How to complete this task:
Produce as output only the lines below starting at the line with "Query: man's ear" and continuing through the line with "Query: collar of jersey", each one exactly as written.

Information given: Begin

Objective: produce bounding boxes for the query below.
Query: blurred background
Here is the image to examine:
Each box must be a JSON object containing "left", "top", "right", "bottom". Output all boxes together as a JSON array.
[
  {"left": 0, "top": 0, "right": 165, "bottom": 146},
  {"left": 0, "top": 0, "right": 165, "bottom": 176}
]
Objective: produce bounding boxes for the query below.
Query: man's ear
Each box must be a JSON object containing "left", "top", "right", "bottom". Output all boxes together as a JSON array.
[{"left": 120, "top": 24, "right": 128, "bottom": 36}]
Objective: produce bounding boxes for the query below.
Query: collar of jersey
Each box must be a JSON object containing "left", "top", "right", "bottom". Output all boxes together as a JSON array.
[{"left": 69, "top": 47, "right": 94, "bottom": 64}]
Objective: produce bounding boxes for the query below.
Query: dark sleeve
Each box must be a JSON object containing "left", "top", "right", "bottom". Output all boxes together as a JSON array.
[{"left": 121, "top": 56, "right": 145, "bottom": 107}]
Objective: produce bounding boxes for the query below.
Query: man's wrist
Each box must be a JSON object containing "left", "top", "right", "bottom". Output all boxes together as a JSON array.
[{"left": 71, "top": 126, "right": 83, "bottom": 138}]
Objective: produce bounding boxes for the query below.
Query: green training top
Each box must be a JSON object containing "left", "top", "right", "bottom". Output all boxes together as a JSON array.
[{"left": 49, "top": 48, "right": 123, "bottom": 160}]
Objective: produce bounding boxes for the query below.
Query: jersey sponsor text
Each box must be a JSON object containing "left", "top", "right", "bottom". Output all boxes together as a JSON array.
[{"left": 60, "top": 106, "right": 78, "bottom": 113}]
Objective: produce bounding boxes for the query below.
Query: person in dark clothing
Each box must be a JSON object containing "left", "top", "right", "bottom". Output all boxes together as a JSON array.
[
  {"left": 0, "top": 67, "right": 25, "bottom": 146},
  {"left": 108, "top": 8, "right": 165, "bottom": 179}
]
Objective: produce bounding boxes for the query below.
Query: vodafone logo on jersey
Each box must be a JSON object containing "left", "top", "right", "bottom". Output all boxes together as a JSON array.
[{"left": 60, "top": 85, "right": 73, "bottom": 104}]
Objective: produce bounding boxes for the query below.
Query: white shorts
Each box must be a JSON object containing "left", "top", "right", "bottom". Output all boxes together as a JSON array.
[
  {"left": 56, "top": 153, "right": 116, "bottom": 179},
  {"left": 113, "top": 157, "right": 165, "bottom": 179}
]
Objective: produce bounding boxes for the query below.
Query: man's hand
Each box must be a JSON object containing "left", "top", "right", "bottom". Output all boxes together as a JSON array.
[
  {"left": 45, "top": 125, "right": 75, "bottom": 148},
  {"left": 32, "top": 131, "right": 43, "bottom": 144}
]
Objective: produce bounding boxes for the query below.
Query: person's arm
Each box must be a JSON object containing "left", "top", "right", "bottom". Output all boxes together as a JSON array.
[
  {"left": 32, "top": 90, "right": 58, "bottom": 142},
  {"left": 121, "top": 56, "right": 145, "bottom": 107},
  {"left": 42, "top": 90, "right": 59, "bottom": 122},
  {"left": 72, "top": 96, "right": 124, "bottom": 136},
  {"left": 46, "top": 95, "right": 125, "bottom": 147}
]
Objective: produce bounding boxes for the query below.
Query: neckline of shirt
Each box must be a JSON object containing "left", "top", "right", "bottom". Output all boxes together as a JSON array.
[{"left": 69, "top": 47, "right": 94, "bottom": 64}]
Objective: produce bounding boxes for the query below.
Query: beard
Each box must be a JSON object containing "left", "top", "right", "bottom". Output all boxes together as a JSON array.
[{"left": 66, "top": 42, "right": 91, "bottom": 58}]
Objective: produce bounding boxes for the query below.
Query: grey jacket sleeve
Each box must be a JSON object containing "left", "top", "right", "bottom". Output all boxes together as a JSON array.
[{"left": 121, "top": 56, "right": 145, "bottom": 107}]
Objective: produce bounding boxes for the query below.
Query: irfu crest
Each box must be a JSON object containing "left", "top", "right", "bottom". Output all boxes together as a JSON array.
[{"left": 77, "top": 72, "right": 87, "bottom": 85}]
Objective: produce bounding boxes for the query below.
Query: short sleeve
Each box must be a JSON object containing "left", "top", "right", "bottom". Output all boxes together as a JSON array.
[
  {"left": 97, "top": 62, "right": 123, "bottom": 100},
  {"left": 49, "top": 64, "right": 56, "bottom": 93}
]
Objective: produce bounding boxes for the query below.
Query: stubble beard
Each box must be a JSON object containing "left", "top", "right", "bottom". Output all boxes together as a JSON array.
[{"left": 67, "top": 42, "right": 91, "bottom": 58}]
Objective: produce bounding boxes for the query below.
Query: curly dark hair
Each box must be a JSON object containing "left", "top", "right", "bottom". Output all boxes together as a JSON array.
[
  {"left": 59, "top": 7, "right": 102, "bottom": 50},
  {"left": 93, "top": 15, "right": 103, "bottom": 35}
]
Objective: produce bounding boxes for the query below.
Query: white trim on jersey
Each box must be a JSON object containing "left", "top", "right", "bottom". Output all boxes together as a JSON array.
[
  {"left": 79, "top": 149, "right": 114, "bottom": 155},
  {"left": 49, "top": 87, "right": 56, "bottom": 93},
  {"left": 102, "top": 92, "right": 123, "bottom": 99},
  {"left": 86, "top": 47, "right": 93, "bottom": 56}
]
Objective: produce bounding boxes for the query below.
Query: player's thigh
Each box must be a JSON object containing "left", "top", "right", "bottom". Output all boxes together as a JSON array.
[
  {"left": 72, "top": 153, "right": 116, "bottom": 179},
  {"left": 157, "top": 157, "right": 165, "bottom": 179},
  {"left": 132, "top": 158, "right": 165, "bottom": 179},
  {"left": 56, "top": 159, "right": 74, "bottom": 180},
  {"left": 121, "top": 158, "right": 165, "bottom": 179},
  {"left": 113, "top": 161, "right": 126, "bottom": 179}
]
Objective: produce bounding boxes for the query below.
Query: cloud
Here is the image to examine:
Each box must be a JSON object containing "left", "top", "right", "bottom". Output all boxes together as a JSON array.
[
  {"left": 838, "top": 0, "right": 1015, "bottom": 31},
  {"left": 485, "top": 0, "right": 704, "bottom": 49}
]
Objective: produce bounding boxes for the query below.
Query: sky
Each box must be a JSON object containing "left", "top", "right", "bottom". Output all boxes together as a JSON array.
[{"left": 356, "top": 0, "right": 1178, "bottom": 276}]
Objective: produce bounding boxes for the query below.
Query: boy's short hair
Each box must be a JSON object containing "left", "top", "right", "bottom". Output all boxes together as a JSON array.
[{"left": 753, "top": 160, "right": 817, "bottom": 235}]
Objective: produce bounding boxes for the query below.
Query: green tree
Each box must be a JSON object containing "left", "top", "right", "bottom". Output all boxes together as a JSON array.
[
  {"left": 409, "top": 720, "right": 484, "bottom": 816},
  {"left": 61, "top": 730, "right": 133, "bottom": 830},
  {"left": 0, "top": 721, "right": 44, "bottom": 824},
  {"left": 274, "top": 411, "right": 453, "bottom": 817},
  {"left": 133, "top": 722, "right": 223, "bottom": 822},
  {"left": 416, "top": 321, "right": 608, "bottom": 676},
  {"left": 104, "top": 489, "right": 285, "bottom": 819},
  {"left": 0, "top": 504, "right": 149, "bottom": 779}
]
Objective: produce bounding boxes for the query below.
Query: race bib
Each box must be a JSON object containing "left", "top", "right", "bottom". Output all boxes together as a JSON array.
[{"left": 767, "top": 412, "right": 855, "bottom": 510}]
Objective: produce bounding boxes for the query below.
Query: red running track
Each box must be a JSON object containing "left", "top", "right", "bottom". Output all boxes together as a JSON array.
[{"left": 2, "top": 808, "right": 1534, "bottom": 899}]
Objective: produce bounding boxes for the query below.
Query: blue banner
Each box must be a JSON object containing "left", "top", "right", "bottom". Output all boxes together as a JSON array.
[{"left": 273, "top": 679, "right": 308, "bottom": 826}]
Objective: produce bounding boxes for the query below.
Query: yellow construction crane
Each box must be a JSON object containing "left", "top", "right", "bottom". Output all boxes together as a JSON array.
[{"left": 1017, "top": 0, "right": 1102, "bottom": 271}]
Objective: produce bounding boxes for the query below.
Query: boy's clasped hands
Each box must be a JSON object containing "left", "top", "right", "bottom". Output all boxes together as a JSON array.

Information given: End

Task result:
Query: man's ear
Each box must be a JSON object containing "left", "top", "right", "bottom". Output all boxes together as a JSON array.
[{"left": 120, "top": 24, "right": 128, "bottom": 36}]
Objective: produce bounding boxes for the query below.
Query: collar of jersey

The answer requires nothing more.